(Point annotation records)
____
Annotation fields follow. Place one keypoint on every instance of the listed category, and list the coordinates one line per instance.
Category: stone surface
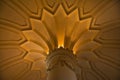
(29, 29)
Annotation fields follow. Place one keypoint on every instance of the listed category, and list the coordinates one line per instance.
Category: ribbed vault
(31, 29)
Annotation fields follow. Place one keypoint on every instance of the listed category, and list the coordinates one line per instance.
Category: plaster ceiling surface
(30, 29)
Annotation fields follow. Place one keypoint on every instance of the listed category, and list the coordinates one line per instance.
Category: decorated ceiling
(31, 29)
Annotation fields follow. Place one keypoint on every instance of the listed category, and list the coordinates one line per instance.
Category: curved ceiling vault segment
(30, 29)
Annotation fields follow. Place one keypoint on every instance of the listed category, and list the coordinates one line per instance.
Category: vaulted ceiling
(30, 29)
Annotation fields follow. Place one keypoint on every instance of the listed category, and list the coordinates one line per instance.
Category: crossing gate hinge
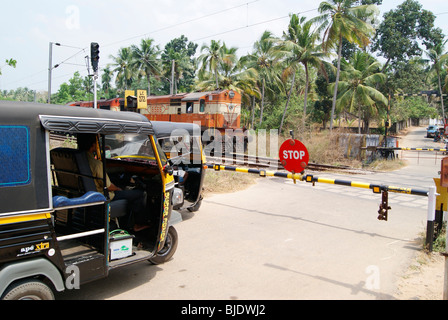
(384, 206)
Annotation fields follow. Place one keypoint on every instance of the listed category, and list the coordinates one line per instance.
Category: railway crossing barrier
(384, 190)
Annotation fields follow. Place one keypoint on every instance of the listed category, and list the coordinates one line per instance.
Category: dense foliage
(344, 66)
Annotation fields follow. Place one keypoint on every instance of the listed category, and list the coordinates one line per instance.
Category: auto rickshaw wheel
(195, 207)
(169, 248)
(30, 289)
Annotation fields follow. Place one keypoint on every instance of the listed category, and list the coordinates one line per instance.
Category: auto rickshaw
(57, 231)
(182, 145)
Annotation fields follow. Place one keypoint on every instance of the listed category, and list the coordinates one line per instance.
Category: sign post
(142, 102)
(294, 156)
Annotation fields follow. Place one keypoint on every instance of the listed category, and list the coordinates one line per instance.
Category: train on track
(219, 110)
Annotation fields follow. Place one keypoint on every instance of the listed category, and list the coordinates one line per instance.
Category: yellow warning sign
(442, 199)
(128, 93)
(141, 99)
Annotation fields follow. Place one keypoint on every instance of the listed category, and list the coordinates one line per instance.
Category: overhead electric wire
(182, 23)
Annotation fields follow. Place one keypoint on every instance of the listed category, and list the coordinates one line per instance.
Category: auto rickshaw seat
(72, 169)
(73, 172)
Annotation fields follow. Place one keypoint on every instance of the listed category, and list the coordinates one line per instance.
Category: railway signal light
(95, 55)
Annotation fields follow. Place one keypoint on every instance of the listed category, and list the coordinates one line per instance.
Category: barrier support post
(445, 282)
(431, 218)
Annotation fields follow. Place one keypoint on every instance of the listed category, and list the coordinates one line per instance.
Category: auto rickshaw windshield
(131, 147)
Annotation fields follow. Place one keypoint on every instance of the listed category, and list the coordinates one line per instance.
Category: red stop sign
(294, 156)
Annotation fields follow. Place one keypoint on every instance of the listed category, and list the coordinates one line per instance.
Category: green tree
(397, 37)
(265, 60)
(358, 92)
(145, 60)
(439, 58)
(341, 19)
(124, 68)
(211, 59)
(11, 62)
(106, 79)
(182, 52)
(300, 47)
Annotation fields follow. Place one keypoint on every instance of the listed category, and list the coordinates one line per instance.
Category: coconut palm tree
(343, 19)
(106, 79)
(358, 92)
(124, 67)
(439, 58)
(211, 59)
(182, 63)
(265, 60)
(145, 60)
(300, 47)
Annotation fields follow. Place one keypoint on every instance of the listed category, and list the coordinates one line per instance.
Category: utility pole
(95, 58)
(172, 77)
(50, 68)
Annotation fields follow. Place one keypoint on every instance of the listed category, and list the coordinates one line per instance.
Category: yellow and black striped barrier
(412, 149)
(312, 179)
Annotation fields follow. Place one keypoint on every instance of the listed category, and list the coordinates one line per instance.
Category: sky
(28, 27)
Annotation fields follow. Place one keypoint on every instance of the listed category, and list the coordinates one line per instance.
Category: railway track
(265, 162)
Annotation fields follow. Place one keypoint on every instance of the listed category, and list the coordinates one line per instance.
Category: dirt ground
(424, 278)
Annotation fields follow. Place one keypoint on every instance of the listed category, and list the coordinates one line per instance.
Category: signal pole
(95, 57)
(50, 68)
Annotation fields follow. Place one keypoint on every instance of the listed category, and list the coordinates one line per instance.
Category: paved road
(280, 240)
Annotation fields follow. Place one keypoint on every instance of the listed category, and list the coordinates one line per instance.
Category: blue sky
(27, 27)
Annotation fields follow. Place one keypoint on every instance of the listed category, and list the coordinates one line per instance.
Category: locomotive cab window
(202, 105)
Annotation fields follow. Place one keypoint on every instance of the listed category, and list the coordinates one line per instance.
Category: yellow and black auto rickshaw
(182, 145)
(57, 230)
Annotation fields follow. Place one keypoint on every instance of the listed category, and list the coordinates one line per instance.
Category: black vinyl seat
(72, 172)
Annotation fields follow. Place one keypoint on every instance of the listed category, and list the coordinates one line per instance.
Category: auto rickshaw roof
(164, 129)
(74, 119)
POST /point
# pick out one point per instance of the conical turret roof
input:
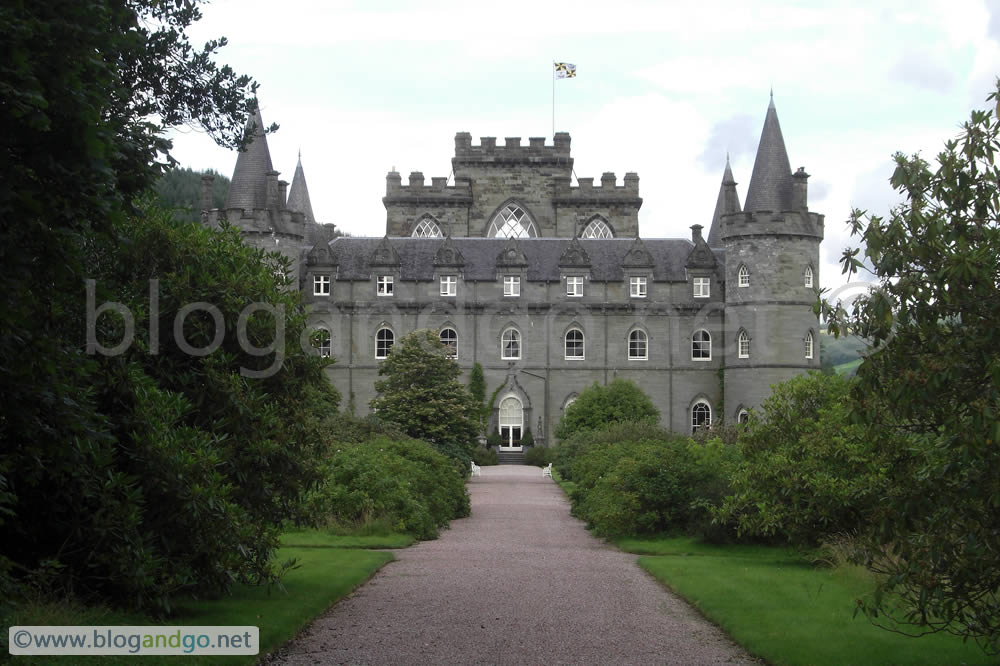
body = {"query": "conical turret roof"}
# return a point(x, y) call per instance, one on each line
point(715, 230)
point(298, 195)
point(248, 188)
point(771, 182)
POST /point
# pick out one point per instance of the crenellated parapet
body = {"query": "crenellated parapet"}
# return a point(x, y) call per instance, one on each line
point(489, 153)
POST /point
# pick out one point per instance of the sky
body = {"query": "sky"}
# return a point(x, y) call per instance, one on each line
point(664, 89)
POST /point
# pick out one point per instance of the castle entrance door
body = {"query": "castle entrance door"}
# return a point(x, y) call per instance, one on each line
point(511, 423)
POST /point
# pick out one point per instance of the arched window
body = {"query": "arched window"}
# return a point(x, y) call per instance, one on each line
point(511, 421)
point(638, 347)
point(701, 415)
point(574, 344)
point(597, 228)
point(510, 344)
point(427, 228)
point(743, 342)
point(384, 340)
point(743, 276)
point(512, 221)
point(449, 338)
point(701, 346)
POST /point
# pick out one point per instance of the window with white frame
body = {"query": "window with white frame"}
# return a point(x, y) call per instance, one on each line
point(383, 285)
point(321, 285)
point(427, 228)
point(637, 287)
point(701, 346)
point(449, 338)
point(574, 344)
point(743, 344)
point(510, 344)
point(449, 285)
point(597, 228)
point(743, 276)
point(511, 285)
point(638, 345)
point(702, 287)
point(384, 339)
point(701, 415)
point(574, 286)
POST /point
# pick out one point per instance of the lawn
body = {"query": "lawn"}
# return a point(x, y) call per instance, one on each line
point(326, 573)
point(782, 608)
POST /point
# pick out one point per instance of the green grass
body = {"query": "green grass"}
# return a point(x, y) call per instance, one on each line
point(782, 608)
point(324, 575)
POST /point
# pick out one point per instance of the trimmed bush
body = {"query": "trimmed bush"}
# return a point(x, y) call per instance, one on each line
point(406, 484)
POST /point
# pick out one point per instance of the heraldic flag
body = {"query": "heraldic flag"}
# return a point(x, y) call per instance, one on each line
point(565, 70)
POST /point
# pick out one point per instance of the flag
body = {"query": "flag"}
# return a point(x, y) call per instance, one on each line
point(565, 70)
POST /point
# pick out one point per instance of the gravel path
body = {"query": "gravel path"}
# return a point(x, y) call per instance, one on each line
point(518, 582)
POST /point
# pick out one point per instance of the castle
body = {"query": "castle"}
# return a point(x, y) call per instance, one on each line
point(548, 285)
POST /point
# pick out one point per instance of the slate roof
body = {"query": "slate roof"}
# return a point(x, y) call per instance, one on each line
point(298, 194)
point(771, 182)
point(416, 257)
point(248, 188)
point(715, 230)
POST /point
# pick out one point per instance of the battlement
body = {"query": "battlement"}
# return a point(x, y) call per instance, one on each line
point(607, 191)
point(511, 152)
point(418, 190)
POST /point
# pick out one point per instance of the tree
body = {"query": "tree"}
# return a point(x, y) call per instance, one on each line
point(420, 393)
point(618, 402)
point(928, 393)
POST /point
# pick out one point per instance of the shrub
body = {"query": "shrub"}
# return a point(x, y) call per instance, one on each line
point(483, 456)
point(539, 456)
point(598, 406)
point(406, 483)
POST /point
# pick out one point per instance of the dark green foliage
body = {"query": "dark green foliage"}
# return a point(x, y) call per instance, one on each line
point(88, 86)
point(639, 479)
point(483, 456)
point(420, 393)
point(929, 396)
point(539, 456)
point(806, 472)
point(406, 484)
point(620, 401)
point(179, 190)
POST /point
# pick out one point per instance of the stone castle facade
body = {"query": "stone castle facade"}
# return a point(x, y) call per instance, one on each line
point(548, 285)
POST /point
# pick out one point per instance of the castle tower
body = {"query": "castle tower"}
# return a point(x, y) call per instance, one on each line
point(772, 270)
____
## WORK TO COMPLETE
Locate every line of the records above that contains the word "shrub" and copy each one out. Case counts.

## SOLUTION TO THIS EXERCISE
# pick out one point per instance of the shrub
body = {"query": "shrub"}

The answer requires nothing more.